#### DOCUMENT SOURCE
Lorsque le patient arrive à l'hôpital, la situation est déjà compliquée.
Il peut s'agir d'une première démarche,
"poussé" par la famille ou le milieu professionnel ou encore de nombreuses
tentatives de sevrage ambulatoires qui ont échoué, etc..
Bien entendu le patient tente de se persuader et de nous persuader qu'il
s'agit d'une démarche volontaire et motivée,
ce qui est certainement vrai au moment où il le dit.
Si l'on part du postulat que la dépendance est "la perte de la liberté de
s'abstenir" comment le patient retrouve-t-il
assez de liberté pour prendre une décision librement consentie ?
Au début de ma prise de fonction, j'étais étonnée du nombre de rechutes.
J'ai mis au point un questionnaire afin de tenter de comprendre si, dans
chaque cas,il y avait une "pression",
une obligation, ou s'il s'agissait d'un libre consentement du sujet.
Sur 20 cas observés, 18 étaient soumis à une pression, soit de l'entourage
familial, médical, social,
soit une pression interne se manifestant sous forme d'angoisses et de
peurs, de demandes et de désirs,
une tension psychique importante et insupportable pour le malade.
Ces pressions ont un rôle très important puisque qu'elles amènent le
patient à réagir, à chercher à faire baisser la pression,
tant externe qu'interne d'ailleurs.

#### VOS TÂCHES
1. Selon le texte sur le sevrage à l'hôpital, combien des 20 cas observés étaient soumis à une pression ?
2. Rédigez la suite du texte sur le sevrage à l'hôpital à partir de sa dernière phrase.

#### MATÉRIEL FOURNI
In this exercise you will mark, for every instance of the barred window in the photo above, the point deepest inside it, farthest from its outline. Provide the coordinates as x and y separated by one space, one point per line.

#### RÉPONSES À L'EXERCICE
1. 18 des 20 cas observés étaient soumis à une pression.

2.
L'obligation de soins, qu'elle émane du milieu judiciaire, social,
familial, médical, renvoie tout naturellement à la notion
de pouvoir qui permet de dire ou faire, de faire faire, de protéger ou de
sanctionner, d'autoriser ou d'interdire, et ce,
au travers de toutes les relations sociales.
Le pouvoir est un élément que l'on rencontre très fréquemment dans la
prise en charge du malade ;
par exemple tel thérapeute qui dit très clairement au malade que s'il
cesse ses entretiens
(ou tel membre actif qui dit clairement à l'accompagné que s'il cesse la
fréquentation de la section)
il rechutera sans aucun doute : pouvoir, chantage…
La réflexion sociologique s'est orientée dans des directions différentes
afin de rendre compte (d'expliquer)
de ce pouvoir omniprésent, voire présent comme dans l'exemple ci-dessus :
1/ Le pouvoir est un mode de relation entre individus ou groupes qui
mobilise des ressources pour occuper la situation
la plus favorable possible.
2/ Le pouvoir se
caractérise par des positions statutaires inégales autorisant certains à
commander et d’autres à obéir.
3/ Le pouvoir est une
exigence inhérente au fonctionnement des ensembles sociaux organisés.
Dans la pathologie (alcoolisme) qui nous occupe, ces trois modes de
pouvoir coexistent.
Il semble toutefois que le troisième mode fonctionne dans le sens où il
fait appel à la recherche d'un mieux être psychosocial
tant pour la personne alcoolique elle-même que pour son entourage et sa
réinscription dans le tissu social.
Dans son livre " la dépendance " Albert MEMMI indique que la dépendance
est en elle-même une contrainte :
la dépendance n'est pas toujours de bon aloi, la dignité exige que l'on
clame par dessus tout sa liberté,
(celui) qui est assujetti est méprisable, peut être dangereux pour le
groupe, elle est pour le moins (la dépendance)
un aveu de sa faiblesse, d'une incapacité à trouver en soi-même les
ressources nécessaires pour s'en sortir.
Le dépendant peut obtenir l'indulgence du groupe s'il a démontré son
impotence (de in – privatif et posse : pouvoir)
et s'il se plie à certaines règles.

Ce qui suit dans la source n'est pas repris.